*Text segment*:
═══
Cabrio ride hints: Transalpina DN67C


Before my first travel to Bucharest, the capital of Romania, my beloved were afraid. Wild Bucharest, gypsies, wandering dogs, strange places etc. Nothing happened, it wasn't even close to an issue. Exactly the opposite, I came back fascinated of Bucharest. Of course I understood, that Bucharest is not Romania, so I wanted to see more and did a trip outside in a rented Saab 9-5. It was different, I've seen places and people in a very sad condition. In the usual mood to see positive sides of life, I've learned to value what I have at home.

I've learned about Transfăgărășan and Transalpina highways. I love to explore such destinations, so planning was a natural next step. Timing is important and the free weekend for this came recently. Transfăgărășan is officialy closed until july so I've tried the Transalpina.
═══
*Dataset*:

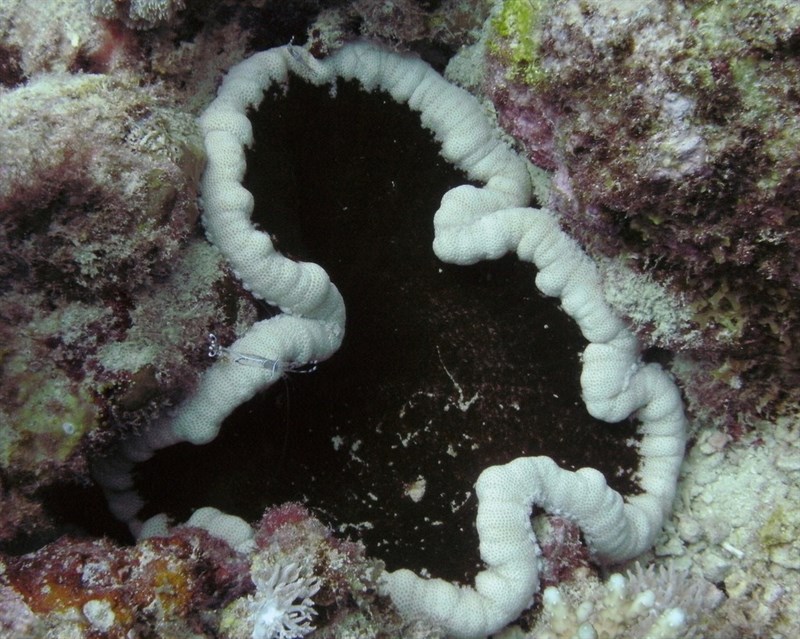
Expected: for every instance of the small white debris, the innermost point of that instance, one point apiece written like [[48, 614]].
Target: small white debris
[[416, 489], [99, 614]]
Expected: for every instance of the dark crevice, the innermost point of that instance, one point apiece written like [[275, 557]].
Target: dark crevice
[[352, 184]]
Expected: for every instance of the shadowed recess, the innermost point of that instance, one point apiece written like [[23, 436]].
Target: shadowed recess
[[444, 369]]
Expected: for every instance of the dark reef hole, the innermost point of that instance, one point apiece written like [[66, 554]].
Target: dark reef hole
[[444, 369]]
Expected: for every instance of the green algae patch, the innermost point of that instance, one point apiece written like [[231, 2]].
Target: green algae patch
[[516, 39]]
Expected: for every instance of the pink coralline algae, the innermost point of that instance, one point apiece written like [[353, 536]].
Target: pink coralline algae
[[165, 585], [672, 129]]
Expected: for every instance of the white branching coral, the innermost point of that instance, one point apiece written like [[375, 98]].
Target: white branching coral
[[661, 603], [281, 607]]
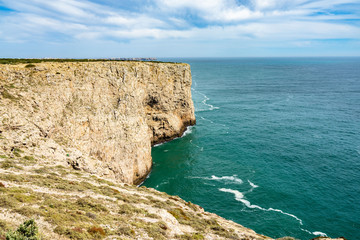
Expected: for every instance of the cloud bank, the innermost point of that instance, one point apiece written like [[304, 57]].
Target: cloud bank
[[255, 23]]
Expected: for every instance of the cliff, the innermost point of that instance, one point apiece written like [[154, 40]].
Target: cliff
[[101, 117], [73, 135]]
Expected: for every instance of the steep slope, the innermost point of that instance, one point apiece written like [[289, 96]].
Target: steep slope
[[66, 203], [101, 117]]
═══
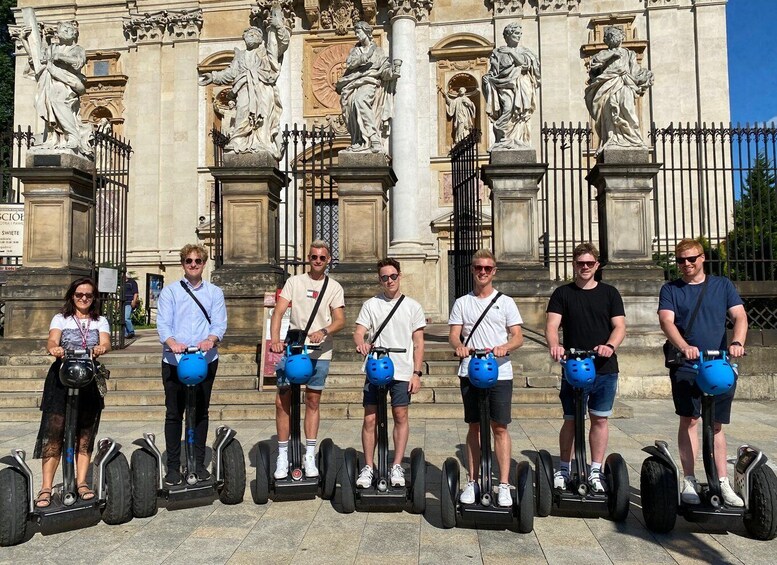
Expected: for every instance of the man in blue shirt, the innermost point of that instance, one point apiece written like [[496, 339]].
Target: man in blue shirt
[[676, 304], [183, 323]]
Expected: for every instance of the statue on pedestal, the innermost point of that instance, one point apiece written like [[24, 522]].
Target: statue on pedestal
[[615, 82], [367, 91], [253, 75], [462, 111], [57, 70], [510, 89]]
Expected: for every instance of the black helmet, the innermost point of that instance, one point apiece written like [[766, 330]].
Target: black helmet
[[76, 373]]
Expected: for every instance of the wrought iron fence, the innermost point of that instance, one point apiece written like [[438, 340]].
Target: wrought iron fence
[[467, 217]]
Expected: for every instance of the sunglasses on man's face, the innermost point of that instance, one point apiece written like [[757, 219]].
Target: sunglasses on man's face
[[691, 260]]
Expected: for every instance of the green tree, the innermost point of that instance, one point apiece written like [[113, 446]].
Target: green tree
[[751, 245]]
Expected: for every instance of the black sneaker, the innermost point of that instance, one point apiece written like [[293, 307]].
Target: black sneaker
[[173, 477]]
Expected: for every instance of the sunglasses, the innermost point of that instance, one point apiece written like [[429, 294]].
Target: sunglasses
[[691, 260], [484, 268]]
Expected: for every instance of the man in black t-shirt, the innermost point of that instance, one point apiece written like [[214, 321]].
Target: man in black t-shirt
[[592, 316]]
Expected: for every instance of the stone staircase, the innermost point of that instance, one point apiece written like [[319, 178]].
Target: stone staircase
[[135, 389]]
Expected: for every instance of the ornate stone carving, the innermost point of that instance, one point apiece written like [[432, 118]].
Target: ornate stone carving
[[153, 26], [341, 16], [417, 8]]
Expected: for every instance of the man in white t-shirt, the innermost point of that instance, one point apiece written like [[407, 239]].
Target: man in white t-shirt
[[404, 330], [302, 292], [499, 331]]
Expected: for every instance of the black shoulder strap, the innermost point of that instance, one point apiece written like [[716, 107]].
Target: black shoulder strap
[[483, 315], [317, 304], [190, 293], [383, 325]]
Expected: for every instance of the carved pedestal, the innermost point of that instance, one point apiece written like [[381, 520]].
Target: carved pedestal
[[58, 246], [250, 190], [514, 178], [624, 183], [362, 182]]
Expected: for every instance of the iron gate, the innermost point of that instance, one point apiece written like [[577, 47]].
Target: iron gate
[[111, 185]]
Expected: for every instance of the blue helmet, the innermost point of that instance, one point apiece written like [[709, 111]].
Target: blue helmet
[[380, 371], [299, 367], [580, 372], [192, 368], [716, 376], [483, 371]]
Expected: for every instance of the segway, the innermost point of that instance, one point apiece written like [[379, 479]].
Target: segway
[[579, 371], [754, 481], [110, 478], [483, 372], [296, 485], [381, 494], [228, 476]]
═══
*Directives*:
a) Reproduce the portion of the Transalpina travel text from "I've learned about" to "tried the Transalpina." word for word.
b) Carry over the rows from the line with "Expected: for every instance of the shadowed" to the line with "[[101, 117], [73, 135]]", repeating every row in full and adding 63 to each coordinate in the answers. Leave the pictures out.

*Results for the exercise*:
a)
I've learned about Transfăgărășan and Transalpina highways. I love to explore such destinations, so planning was a natural next step. Timing is important and the free weekend for this came recently. Transfăgărășan is officialy closed until july so I've tried the Transalpina.

b)
Expected: for every instance of the shadowed recess, the innermost point of that instance, one point apiece written like [[23, 436]].
Target: shadowed recess
[[507, 432]]
Expected: for every instance of the dark reef hole, the innermost point of that instance, one point apiece written like [[66, 554]].
Target: dark reef hole
[[507, 432]]
Expected: for every instance of the green algae patch, the innermost point of that instance, one point apiece written like [[231, 2]].
Target: green algae patch
[[579, 102]]
Expected: for every instance of the pink coralline algae, the innermost point of that instance, one point apiece written like [[353, 536]].
Target: pink coralline algae
[[228, 648], [735, 192]]
Expected: for every instance of the white branching coral, the innermost point of that instance, one point apiece written like [[375, 98]].
Target: white branching coral
[[724, 666], [344, 670]]
Expected: for every instance of the cloud bank, the innermost point of that instance, one point apiece written like [[304, 57]].
Target: cloud bank
[[318, 86]]
Expected: for every instance of the cliff, the innermost point of that instance, one point apiece written like [[154, 40]].
Target: cliff
[[164, 180], [136, 198]]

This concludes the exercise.